• TASK REQUIREMENTS:
Set down the full listing exactly, character for character.

• DATA FOR PROCESSING:
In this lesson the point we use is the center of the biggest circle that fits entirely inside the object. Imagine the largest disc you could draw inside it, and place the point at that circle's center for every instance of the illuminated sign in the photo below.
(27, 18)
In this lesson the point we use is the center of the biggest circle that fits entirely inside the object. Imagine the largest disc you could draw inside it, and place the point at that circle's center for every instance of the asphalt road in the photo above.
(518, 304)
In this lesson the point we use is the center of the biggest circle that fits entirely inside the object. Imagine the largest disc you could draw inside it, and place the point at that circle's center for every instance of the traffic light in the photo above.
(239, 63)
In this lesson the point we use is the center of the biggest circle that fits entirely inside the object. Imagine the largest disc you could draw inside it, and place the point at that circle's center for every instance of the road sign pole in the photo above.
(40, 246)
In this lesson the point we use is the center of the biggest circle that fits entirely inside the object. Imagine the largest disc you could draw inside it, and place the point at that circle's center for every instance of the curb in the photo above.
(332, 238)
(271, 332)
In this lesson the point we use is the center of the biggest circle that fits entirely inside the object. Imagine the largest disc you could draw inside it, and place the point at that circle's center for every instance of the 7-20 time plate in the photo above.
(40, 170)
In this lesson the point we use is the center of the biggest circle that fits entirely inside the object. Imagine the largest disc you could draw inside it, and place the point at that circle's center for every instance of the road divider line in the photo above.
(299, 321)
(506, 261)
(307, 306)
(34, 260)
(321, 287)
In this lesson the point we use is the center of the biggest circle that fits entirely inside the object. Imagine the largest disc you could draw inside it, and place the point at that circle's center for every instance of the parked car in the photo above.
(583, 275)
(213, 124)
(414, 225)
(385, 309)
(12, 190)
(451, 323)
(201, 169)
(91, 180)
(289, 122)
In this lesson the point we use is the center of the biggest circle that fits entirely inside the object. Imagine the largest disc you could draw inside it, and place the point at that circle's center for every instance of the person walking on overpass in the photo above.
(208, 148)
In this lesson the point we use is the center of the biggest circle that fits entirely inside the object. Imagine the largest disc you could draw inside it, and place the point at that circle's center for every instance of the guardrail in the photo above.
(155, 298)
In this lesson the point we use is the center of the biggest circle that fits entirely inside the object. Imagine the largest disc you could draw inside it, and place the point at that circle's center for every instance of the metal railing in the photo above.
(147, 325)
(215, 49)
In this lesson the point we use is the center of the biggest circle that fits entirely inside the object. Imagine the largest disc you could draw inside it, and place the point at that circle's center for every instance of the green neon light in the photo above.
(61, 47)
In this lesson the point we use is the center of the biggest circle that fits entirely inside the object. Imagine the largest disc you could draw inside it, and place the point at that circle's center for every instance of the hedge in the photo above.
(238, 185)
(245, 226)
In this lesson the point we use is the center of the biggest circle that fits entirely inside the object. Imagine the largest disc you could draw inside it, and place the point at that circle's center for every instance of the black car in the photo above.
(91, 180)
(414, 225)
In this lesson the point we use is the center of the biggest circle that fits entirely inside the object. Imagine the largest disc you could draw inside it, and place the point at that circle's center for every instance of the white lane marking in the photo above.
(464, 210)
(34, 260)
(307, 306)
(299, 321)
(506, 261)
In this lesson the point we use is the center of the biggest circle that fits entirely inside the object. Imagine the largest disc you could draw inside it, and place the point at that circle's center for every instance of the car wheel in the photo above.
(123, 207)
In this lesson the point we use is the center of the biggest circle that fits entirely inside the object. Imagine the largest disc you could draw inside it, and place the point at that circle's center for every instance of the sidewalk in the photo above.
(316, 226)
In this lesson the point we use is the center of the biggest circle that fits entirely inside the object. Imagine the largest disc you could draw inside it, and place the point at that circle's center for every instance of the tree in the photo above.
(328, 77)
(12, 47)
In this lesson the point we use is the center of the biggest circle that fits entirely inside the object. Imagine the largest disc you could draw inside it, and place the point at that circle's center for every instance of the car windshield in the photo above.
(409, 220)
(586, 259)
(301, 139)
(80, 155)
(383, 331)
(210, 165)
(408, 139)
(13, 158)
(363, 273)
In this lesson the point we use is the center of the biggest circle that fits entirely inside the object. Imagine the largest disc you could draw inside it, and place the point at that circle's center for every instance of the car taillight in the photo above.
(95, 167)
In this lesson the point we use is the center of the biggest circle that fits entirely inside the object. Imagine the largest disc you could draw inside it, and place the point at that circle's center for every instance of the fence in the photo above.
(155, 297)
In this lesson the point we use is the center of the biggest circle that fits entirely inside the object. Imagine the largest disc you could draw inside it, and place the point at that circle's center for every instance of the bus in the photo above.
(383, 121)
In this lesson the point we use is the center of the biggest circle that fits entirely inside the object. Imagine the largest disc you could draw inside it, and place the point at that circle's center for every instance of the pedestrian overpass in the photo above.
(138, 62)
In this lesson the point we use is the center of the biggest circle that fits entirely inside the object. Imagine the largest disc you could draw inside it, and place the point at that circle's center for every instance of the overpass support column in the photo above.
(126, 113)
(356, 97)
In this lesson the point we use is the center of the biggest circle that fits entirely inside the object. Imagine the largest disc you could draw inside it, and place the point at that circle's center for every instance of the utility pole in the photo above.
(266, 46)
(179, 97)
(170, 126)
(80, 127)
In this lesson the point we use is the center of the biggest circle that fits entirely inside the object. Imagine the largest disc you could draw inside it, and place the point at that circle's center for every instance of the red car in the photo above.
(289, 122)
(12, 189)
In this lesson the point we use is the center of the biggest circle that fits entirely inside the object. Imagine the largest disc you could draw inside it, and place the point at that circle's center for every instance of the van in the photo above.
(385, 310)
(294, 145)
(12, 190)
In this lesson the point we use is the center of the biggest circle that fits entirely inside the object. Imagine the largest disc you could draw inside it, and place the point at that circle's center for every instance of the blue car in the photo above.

• SOLUTION BELOW:
In this lesson the point we use is the center of the biggest circle that fits entirely inside the object. Imagine the largest disc you could draw inside it, and place the point at that circle's center for every instance of the illuminated sign in the photo below.
(27, 18)
In this lesson the point we use is the center of the biggest circle that fits entirely inside the object. Imagine the largest disc you could draw inside it, and place the point at that circle's center for every instance of the asphalt road in the photo above.
(518, 304)
In this lesson the point we use is the center of the biggest circle that fits entirely inside the object. Imagine the largest disc you could draw inside it, and place the point at that circle's center for every instance of the traffic light in the photo above.
(239, 63)
In this lesson the point we use is the center of the biggest circle that fits entirely inside the object. Imagine the largest disc you could draw inside it, and place the point at that circle's center for every instance of the road sign pole in the photo above.
(40, 246)
In this lesson the point we use is the center of the biggest circle that fits entirely inside the object. Imagine the largest disc you could draw inside it, and place the point at that circle's center for every instance of the curb in the photo above.
(332, 238)
(271, 332)
In this lesson the point we use is the center of the biggest circle that fits entirely inside the object. Imagine the largest disc you could draw inside it, and place the point at that circle's center for every instance of the 7-20 time plate in the photo above.
(40, 170)
In this lesson the point we use is the center of the biggest circle that fits entirely inside the object. Imagine the largest disc you could draw inside it, and place the point at that circle's center for every instance of the road divider line in the photo above.
(299, 321)
(506, 261)
(307, 306)
(34, 260)
(321, 287)
In this lesson the point we use is the center of the biggest circle that fits entirely inside the object. Imagine the largest disc you could draw inside it, and place the point at that circle's center for every instance of the parked car in the photo above.
(583, 275)
(213, 124)
(414, 225)
(385, 309)
(12, 190)
(451, 323)
(201, 169)
(91, 180)
(289, 122)
In this lesson the point we use is the center of the biggest circle that fits entirely inside the object. Imagine the largest disc you could draw inside it, and place the point at that circle's center for every instance of the person walking on overpass in the photo above.
(208, 148)
In this lesson the point we use is the center of the biggest circle that fits entirely inside the object. Imagine the largest disc you could draw inside it, and place the point at that circle's center for every instance of the guardrail in the photo above.
(155, 298)
In this lesson the point we use is the center of the biggest circle that fits entirely inside the object. Imagine the largest disc you could draw inside it, and place the point at that circle's center for every instance of the metal railing in the photo above.
(147, 325)
(215, 49)
In this lesson the point we use is the center of the biggest circle that fits entirely inside the object. Imagine the largest disc you could draw inside it, and place the point at that circle's center for every instance of the green neon light in the photo above.
(61, 47)
In this lesson the point we use is the center of the biggest circle that fits entirely inside the object. Imagine the largest disc you could draw inside it, and place the point at that circle's center for every instance of the hedge in the photo above.
(238, 185)
(245, 226)
In this lesson the point we use is the center of the biggest circle that fits entirely inside the object. Imagine the largest disc you could draw inside it, and place the point at that circle's center for every instance of the black car in the photo above.
(91, 180)
(414, 225)
In this lesson the point we use is the center of the biggest circle that fits entirely inside the object. Imagine the largest disc you could draw inside it, and place the point at that circle's center for every instance of the white lane marking in the photo above.
(464, 210)
(34, 260)
(307, 306)
(299, 321)
(506, 261)
In this lesson the point we use is the center of the biggest circle that fits entirely inside the object. Imagine the largest disc you could draw inside it, and place the point at that circle's center for every instance of the car wheel in the photo above.
(123, 207)
In this lesson the point we use is the center of the biggest circle that fits entirely inside the object. Imagine the largest disc you could draw inside it, and place the point at that circle's center for every instance of the sidewalk in the photo above.
(316, 226)
In this lesson the point we use is the center of the biggest circle that fits entirely inside the object. Imagine the largest disc you could draw inside it, and place the point at that circle's center for every instance of the tree in the photo above.
(328, 77)
(12, 47)
In this lesson the point we use is the center of the biggest circle that fits entirely inside the object. Imagine the largest disc you could draw inside it, and place the point at that circle's center for every instance of the car windshield in the photo above.
(409, 220)
(586, 259)
(301, 139)
(80, 155)
(383, 331)
(210, 165)
(408, 139)
(13, 158)
(363, 273)
In this lesson the point we use is the center of the biggest circle that fits entirely inside the object. Imagine the largest disc you could draw inside it, and place the point at that circle's center for every instance of the car taillight in the photo above.
(95, 167)
In this lesson the point we use is the center of the biggest circle that fits entirely inside the object. Imagine the largest disc you could draw inside it, and place the point at that circle's center for every instance of the fence in the photo above.
(155, 297)
In this lesson the point we use is the center of the biggest circle that fits entirely inside the object. Imagine the largest disc you could draw inside it, and place the point at that circle's center for every instance of the bus in the photo above.
(383, 121)
In this lesson the point we use is the center of the biggest circle that fits entirely inside the object. Imagine the largest disc you could draw inside it, and place the point at that circle's center for every instance of the pedestrian overpass in the photo above.
(138, 62)
In this lesson the point we use is the center of the biggest circle that fits entirely inside the object. Imagine the largest disc you could draw inside it, and place the point at that circle's center for every instance of the overpass support column in the photo above.
(126, 113)
(356, 97)
In this lesson the point we use is the center of the biggest circle that fits entirely inside the object. Imagine the largest disc you could draw inside it, and place the point at that circle's center for every instance of the utility pole in the photo above.
(266, 46)
(179, 97)
(170, 126)
(80, 127)
In this lesson the point we use is the center of the biggest circle that fits entirely inside the object. Imagine the largest disc you could draw inside it, and place the point at that circle's center for every instance of the red car in the photo above.
(289, 122)
(12, 189)
In this lesson the point we use is the center of the biggest circle that fits entirely inside the object. Imagine the largest disc you could draw inside it, and place the point at that circle's center for every instance of the van in the photo above.
(385, 310)
(294, 145)
(12, 190)
In this lesson the point we use is the center of the biggest circle that fits entirely inside the object. Imagine the largest disc you could draw inside it, and place the point at that circle's center for every instance of the blue car in the photo above.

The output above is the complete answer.